- [Written exercise]
Gather every line of the rows below that contains the word "with", copying each such line in full.

[Collection entries]
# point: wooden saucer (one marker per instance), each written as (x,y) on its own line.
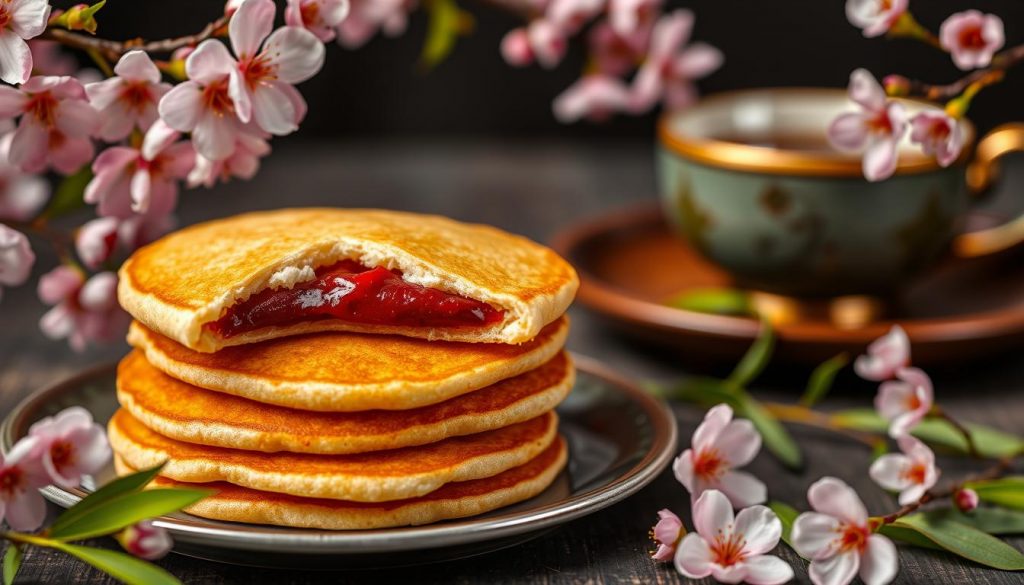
(630,262)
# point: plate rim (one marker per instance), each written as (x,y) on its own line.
(454,533)
(607,299)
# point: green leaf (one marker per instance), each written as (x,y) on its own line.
(990,443)
(964,541)
(121,566)
(821,379)
(786,514)
(117,488)
(756,359)
(1008,492)
(11,562)
(776,439)
(987,519)
(70,194)
(715,301)
(127,509)
(445,24)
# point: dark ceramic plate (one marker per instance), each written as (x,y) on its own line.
(620,440)
(631,262)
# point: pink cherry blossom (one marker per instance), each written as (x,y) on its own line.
(594,96)
(569,15)
(22,195)
(672,66)
(145,540)
(20,474)
(244,163)
(203,106)
(56,122)
(939,134)
(911,472)
(15,257)
(515,48)
(838,540)
(96,241)
(878,128)
(667,534)
(628,16)
(71,445)
(615,53)
(19,19)
(966,499)
(904,402)
(875,17)
(972,38)
(885,356)
(368,16)
(128,180)
(720,445)
(318,16)
(48,58)
(129,98)
(85,310)
(262,82)
(731,548)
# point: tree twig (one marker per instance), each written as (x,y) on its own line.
(1000,63)
(114,49)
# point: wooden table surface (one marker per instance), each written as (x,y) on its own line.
(532,189)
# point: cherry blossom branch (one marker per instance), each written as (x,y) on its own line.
(114,49)
(937,92)
(991,473)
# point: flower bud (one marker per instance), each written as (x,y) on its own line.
(966,499)
(896,85)
(79,17)
(145,541)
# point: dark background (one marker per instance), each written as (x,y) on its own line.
(377,90)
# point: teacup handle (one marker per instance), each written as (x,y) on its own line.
(982,172)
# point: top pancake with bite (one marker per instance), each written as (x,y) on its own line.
(266,275)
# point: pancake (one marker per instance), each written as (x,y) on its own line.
(376,476)
(188,280)
(183,412)
(349,371)
(460,499)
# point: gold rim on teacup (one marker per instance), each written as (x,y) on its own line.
(768,160)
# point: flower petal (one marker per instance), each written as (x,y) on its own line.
(15,57)
(209,63)
(866,91)
(180,108)
(879,562)
(760,528)
(273,111)
(767,570)
(712,513)
(297,53)
(693,557)
(250,25)
(742,489)
(714,422)
(834,497)
(838,570)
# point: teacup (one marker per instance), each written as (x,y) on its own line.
(750,179)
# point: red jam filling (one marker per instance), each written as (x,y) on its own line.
(354,293)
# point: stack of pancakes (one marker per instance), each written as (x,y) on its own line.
(344,421)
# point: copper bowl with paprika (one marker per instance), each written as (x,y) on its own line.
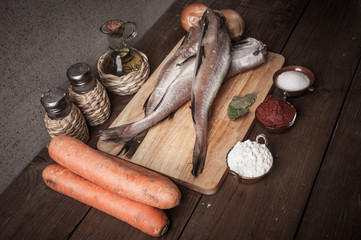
(276,115)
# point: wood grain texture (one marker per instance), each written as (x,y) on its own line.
(273,207)
(168,146)
(310,170)
(334,209)
(31,210)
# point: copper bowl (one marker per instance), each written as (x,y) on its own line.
(278,129)
(300,69)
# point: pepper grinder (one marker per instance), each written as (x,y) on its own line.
(88,94)
(62,117)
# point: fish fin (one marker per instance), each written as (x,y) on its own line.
(171,115)
(192,108)
(114,134)
(222,18)
(200,56)
(198,164)
(145,105)
(181,63)
(210,112)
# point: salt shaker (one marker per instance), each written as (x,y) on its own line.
(62,117)
(88,94)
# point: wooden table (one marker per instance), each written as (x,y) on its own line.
(314,189)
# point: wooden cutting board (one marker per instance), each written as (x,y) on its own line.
(168,146)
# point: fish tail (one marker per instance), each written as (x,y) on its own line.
(199,157)
(115,134)
(132,145)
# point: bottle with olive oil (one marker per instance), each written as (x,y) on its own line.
(121,59)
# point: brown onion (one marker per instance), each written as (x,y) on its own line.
(235,24)
(192,14)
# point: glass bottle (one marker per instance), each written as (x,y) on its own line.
(121,59)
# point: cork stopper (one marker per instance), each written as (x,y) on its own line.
(81,78)
(56,103)
(114,28)
(114,25)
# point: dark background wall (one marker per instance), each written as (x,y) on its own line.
(39,40)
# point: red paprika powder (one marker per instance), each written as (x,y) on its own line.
(275,112)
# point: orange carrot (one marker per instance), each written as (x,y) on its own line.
(121,177)
(148,219)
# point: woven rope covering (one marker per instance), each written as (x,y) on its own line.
(73,125)
(95,104)
(127,84)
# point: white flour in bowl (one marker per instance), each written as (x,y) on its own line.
(249,159)
(293,81)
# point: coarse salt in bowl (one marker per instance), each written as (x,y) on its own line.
(294,80)
(250,161)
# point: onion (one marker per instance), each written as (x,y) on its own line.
(235,24)
(192,14)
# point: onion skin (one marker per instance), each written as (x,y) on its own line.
(235,24)
(192,14)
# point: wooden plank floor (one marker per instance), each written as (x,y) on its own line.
(314,189)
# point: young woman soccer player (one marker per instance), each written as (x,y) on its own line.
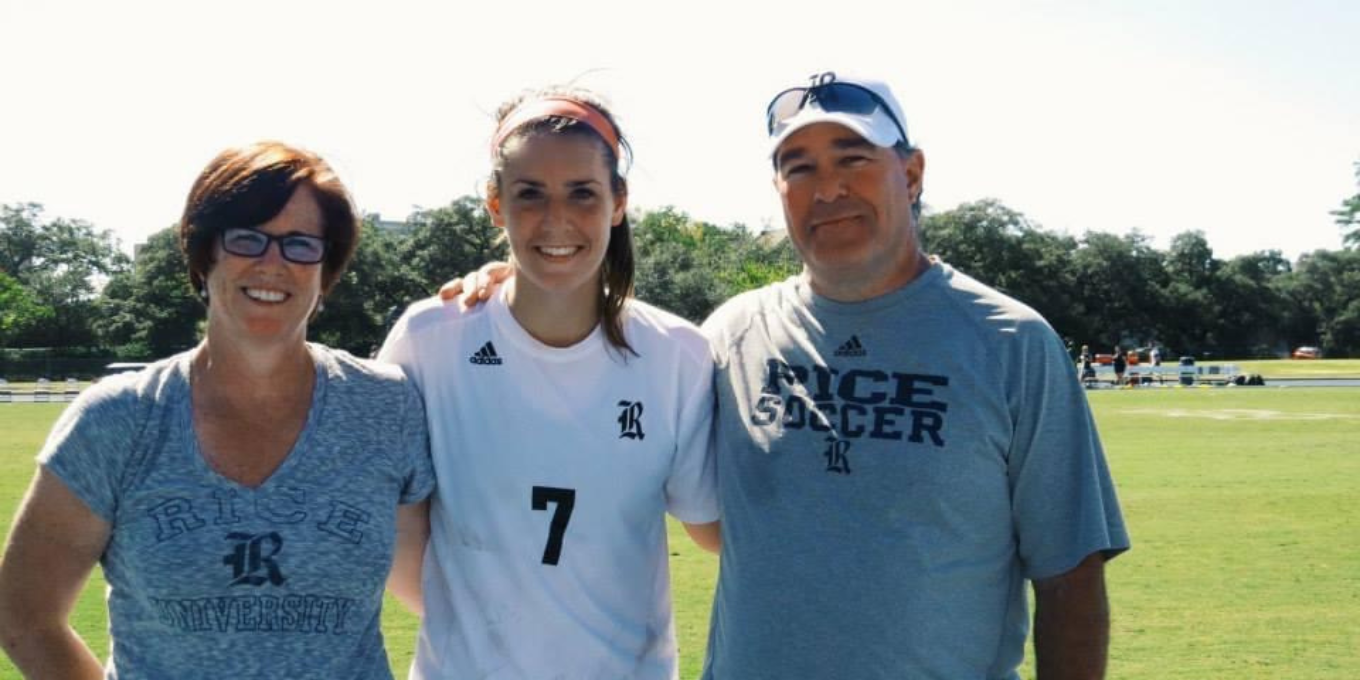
(566,420)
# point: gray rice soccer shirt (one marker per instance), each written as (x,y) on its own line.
(891,475)
(212,580)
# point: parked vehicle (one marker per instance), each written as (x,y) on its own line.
(1307,352)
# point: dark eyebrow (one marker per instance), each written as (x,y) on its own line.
(849,142)
(853,142)
(788,157)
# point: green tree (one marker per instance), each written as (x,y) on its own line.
(376,286)
(690,267)
(1326,287)
(1007,250)
(450,241)
(1118,286)
(19,312)
(150,309)
(1348,216)
(59,263)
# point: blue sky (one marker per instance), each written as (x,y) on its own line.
(1241,119)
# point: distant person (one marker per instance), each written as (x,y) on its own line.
(1088,369)
(246,498)
(567,419)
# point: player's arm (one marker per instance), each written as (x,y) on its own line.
(1072,623)
(707,536)
(55,544)
(412,533)
(476,287)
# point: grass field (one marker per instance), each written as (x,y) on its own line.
(1245,512)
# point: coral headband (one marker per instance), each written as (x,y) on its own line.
(556,106)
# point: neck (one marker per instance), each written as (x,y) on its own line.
(554,318)
(256,374)
(852,289)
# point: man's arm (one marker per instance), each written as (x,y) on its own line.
(1072,623)
(53,546)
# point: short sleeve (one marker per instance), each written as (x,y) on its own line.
(397,347)
(415,449)
(90,445)
(691,487)
(1064,501)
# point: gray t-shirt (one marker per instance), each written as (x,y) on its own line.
(212,580)
(891,472)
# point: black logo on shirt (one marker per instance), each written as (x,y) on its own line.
(835,453)
(852,348)
(630,420)
(853,403)
(252,559)
(486,357)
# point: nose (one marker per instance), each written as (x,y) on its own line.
(274,253)
(556,214)
(828,187)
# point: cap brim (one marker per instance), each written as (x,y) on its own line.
(877,129)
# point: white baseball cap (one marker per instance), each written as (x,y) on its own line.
(864,105)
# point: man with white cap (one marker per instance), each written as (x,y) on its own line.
(901,448)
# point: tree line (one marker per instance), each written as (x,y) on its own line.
(64,284)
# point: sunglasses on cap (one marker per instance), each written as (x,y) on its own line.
(295,248)
(833,95)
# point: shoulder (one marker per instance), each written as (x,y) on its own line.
(654,328)
(127,391)
(989,309)
(431,313)
(351,371)
(745,309)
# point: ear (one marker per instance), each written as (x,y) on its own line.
(914,167)
(494,208)
(620,207)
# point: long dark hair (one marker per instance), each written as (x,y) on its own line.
(616,271)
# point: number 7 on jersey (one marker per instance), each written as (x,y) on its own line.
(565,499)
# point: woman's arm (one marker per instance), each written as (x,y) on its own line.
(412,533)
(55,544)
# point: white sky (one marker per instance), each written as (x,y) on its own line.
(1236,117)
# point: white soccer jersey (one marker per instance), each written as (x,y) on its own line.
(555,467)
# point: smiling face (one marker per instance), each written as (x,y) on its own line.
(267,298)
(556,206)
(847,207)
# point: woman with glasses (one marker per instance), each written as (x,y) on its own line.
(566,419)
(248,499)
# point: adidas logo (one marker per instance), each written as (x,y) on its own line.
(486,357)
(852,348)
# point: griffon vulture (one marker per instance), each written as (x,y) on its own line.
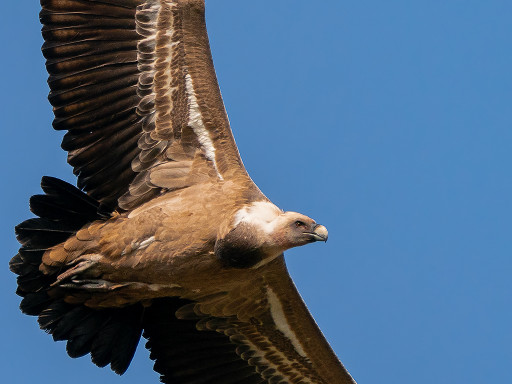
(166,236)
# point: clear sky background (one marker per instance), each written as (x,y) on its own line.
(388,121)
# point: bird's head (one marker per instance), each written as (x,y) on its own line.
(261,232)
(294,229)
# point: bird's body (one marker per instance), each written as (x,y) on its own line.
(172,240)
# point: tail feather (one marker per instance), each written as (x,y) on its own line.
(110,335)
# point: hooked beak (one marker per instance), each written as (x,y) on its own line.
(319,233)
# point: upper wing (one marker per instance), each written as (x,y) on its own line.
(259,333)
(133,83)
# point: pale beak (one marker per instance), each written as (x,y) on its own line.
(319,233)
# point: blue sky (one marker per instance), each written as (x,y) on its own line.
(389,122)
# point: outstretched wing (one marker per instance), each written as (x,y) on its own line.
(259,333)
(133,83)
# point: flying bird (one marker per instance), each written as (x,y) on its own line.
(166,236)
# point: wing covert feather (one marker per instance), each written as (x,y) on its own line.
(133,83)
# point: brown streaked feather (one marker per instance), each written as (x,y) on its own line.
(118,79)
(293,351)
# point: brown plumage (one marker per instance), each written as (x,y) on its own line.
(170,239)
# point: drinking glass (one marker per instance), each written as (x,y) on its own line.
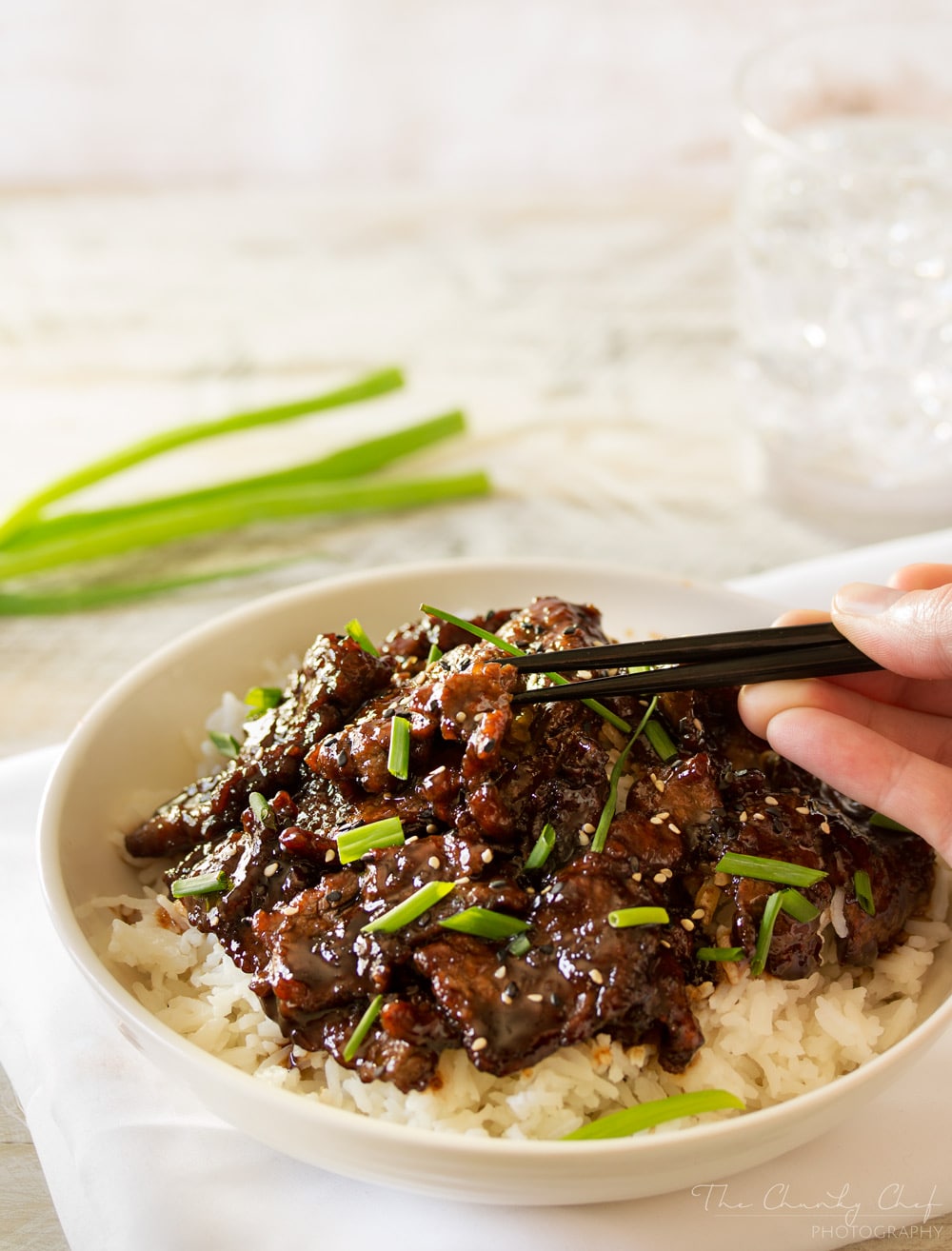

- [Task output]
# point: top pancake with bite (one marker per instance), each written as (x,y) on its own line.
# point: copper bowl with paprika (one marker per instance), each written as (x,y) on its own line.
# point: bottle with olive oil (one marker per instance), each written as (x,y) on its own line.
# point: man with white cap (one marker per instance), each written as (x,y) on its own line.
# point: woman with glasses (one marker per instance), each written as (x,y) on its own line.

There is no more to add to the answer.